ACTIVITY LIST:
a) Update the release rules text from "Full recipe, deploy" up to and including "changes. No follow-ups.", putting "docs/RELEASE_GUIDE.md" wherever "docs/RELEASING.md" appears.
b) In the release rules text, rewrite the paragraph beginning "Release-cut belongs to the PR" as a bulleted list that keeps its main facts.
c) Proceed with the release rules text, picking up after its final sentence.

SOURCE DOCUMENT:
########

Full recipe, deploy workflows, manual rollback runbook, weekly tag-housekeeping, and CI quirks: docs/RELEASING.md. The non-negotiable rules:

  • Changelog discipline. Every PR that changes user-visible behavior MUST add a bullet under ## [Unreleased] in CHANGELOG.md, in the same PR — grouped Added/Changed/Fixed/Removed/Internal, **BREAKING** prefix for breaking changes. No follow-ups.
  • Release-cut belongs to the PR. The version bump (pyproject.toml) + CHANGELOG rename + new empty [Unreleased] are the LAST commit on the PR that earned the version — never a standalone follow-up PR. If a PR lands the only [Unreleased] content, the release-cut ships in the same merge. After merge: tag vX.Y.Z on the merge commit + create the GitHub Release.

########

DATASET CONTENT:
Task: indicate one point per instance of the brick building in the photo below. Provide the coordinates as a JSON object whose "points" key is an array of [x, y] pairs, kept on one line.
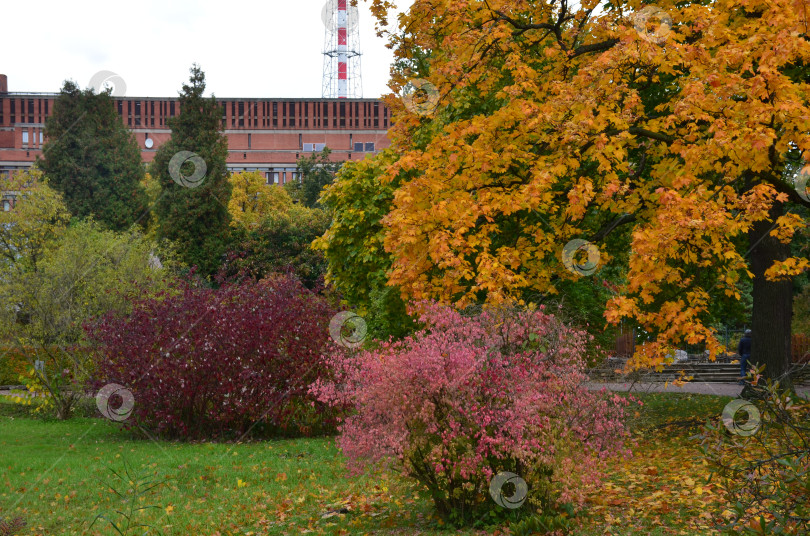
{"points": [[266, 135]]}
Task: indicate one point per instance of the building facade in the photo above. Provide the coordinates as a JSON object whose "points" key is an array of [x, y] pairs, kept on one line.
{"points": [[265, 135]]}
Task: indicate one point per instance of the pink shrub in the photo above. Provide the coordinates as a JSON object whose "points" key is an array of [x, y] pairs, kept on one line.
{"points": [[468, 397], [204, 363]]}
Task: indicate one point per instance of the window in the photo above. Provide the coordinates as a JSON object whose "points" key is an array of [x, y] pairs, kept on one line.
{"points": [[360, 147]]}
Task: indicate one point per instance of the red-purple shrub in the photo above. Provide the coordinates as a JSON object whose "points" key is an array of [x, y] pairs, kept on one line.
{"points": [[470, 396], [202, 362]]}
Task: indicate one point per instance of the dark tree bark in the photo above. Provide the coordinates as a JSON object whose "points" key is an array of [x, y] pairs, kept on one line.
{"points": [[772, 302]]}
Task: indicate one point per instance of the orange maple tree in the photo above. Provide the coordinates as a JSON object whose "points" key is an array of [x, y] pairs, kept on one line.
{"points": [[683, 125]]}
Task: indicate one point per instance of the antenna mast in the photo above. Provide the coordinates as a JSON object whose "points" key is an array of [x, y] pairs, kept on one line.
{"points": [[341, 61]]}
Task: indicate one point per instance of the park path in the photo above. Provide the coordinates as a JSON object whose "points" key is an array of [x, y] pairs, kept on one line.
{"points": [[701, 388]]}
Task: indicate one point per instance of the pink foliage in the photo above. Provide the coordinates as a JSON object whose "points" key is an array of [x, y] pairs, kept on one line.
{"points": [[467, 397], [204, 362]]}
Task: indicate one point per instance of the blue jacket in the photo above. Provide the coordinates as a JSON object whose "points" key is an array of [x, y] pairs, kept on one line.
{"points": [[744, 348]]}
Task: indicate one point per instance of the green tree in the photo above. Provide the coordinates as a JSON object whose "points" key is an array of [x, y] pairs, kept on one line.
{"points": [[86, 272], [315, 172], [358, 265], [92, 159], [192, 210], [280, 242], [252, 199]]}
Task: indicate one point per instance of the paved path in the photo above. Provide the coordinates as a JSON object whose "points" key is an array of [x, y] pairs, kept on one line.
{"points": [[702, 388]]}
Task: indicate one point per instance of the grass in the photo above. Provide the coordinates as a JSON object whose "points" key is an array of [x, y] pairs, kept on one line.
{"points": [[57, 475]]}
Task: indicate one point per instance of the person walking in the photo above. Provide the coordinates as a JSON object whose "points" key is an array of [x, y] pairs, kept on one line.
{"points": [[744, 349]]}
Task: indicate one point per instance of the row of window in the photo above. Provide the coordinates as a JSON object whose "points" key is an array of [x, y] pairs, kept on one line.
{"points": [[359, 147], [26, 138], [292, 114], [243, 113], [37, 110]]}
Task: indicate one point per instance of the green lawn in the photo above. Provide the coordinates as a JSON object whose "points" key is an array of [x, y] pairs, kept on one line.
{"points": [[57, 475]]}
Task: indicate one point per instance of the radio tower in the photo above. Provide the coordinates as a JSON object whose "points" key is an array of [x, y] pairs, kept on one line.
{"points": [[341, 51]]}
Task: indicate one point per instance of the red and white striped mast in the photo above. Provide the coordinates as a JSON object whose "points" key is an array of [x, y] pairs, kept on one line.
{"points": [[341, 64]]}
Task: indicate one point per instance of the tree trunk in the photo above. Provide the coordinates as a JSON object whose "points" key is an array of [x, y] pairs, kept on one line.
{"points": [[772, 302]]}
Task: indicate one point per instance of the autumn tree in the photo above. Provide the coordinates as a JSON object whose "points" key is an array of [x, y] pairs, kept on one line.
{"points": [[192, 209], [681, 126], [354, 247], [92, 158]]}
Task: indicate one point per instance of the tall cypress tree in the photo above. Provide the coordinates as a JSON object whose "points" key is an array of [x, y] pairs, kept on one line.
{"points": [[191, 209], [93, 159]]}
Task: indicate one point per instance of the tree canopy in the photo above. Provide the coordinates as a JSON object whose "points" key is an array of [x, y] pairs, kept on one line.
{"points": [[92, 158], [666, 140], [192, 208]]}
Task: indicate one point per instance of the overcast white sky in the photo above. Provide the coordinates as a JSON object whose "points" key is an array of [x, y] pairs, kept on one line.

########

RESPONSE LIST:
a)
Full recipe, deploy workflows, manual rollback runbook, weekly tag-housekeeping, and CI quirks: docs/RELEASE_GUIDE.md. The non-negotiable rules:

  • Changelog discipline. Every PR that changes user-visible behavior MUST add a bullet under ## [Unreleased] in CHANGELOG.md, in the same PR — grouped Added/Changed/Fixed/Removed/Internal, **BREAKING** prefix for breaking changes. No follow-ups.

b)
- The version bump in pyproject.toml, the CHANGELOG rename, and a new empty [Unreleased] section are the last commit on the PR that earned the version.
- The release-cut is never a standalone follow-up PR.
- If a PR lands the only [Unreleased] content, the release-cut ships in the same merge.
- After merge, tag vX.Y.Z on the merge commit and create the GitHub Release.

c)
  • Run the full test suite before every push.venv/bin/pytest tests/ --tb=short -n auto -q (this is what CI runs). Failures in code you touched: fix before pushing. Failures unrelated to your diff: confirm with git stash they reproduce on a clean branch, note them in the PR body, don't block on them.
  • Watch the post-merge release.yml run. On main pushes a smoke-test job pulls the just-built :stable image and runs a docker-compose stack; if it fails, the rollback-on-smoke-fail job calls the reusable rollback.yml workflow which re-points :stable to the previous known-good build and opens a tracking issue labeled bug. Success signal after merge = smoke-test green + rollback-on-smoke-fail skipped. If the rollback fires, the merge shipped a broken image to GHCR — investigate the tracking issue before any further push (the issue body has the failing image, commit SHA, deprecated tag, and rollback target). Manual rollback / forced target / weekly tag-pruning operator commands are in docs/RELEASING.md.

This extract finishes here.